From the passage on Cisneros's motion below, print word for word the part starting with "In his Motion, Cisneros" and going on through "568-2, at 38:16–39:4).".

— START OF PROVIDED TEXT —

In his Motion, Cisneros places the blame for the “Block the Bus” plan solely on Peña- Ahuyon and asserts that he never stated that blocking the Bus was the plan. (Mot., Dkt. 564, at 2–3). Instead, he maintains that the only plan he had was to follow the Bus and stop where it stopped to demonstrate his support for President Trump. ( ). However, the evidence above, viewed in the light most favorable to Plaintiffs, shows that Cisneros and Peña-Ahuyon hatched the “Block the Bus” plan together and communicated leading up to and on the day of the Incident regarding their plan. Indeed, Cisneros himself admitted that he was a part of Operation Block the Bus with Peña- Ahuyon. (Trial Tr., Dkt. 568-2, at 38:16–39:4).

— END OF PROVIDED TEXT —
— START OF INFORMATION SHOWN —

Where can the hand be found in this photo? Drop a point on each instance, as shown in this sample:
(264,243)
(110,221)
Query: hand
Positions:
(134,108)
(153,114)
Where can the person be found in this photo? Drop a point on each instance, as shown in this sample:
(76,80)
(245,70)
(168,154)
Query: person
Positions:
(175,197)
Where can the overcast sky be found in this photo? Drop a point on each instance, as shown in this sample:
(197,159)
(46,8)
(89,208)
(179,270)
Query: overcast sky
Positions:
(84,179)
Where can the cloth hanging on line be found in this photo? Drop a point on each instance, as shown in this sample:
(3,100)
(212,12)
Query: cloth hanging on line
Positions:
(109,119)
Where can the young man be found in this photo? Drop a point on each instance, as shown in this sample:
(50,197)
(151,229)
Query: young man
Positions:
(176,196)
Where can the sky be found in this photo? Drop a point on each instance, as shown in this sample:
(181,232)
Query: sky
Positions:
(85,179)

— END OF INFORMATION SHOWN —
— START OF INFORMATION SHOWN —

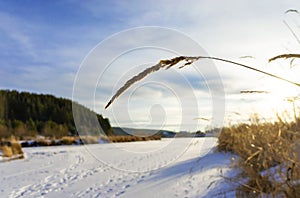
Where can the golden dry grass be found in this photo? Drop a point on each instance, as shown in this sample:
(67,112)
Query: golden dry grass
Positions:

— END OF INFORMATION SHOWN —

THE RESULT:
In his Motion, Cisneros places the blame for the “Block the Bus” plan solely on Peña- Ahuyon and asserts that he never stated that blocking the Bus was the plan. (Mot., Dkt. 564, at 2–3). Instead, he maintains that the only plan he had was to follow the Bus and stop where it stopped to demonstrate his support for President Trump. ( ). However, the evidence above, viewed in the light most favorable to Plaintiffs, shows that Cisneros and Peña-Ahuyon hatched the “Block the Bus” plan together and communicated leading up to and on the day of the Incident regarding their plan. Indeed, Cisneros himself admitted that he was a part of Operation Block the Bus with Peña- Ahuyon. (Trial Tr., Dkt. 568-2, at 38:16–39:4).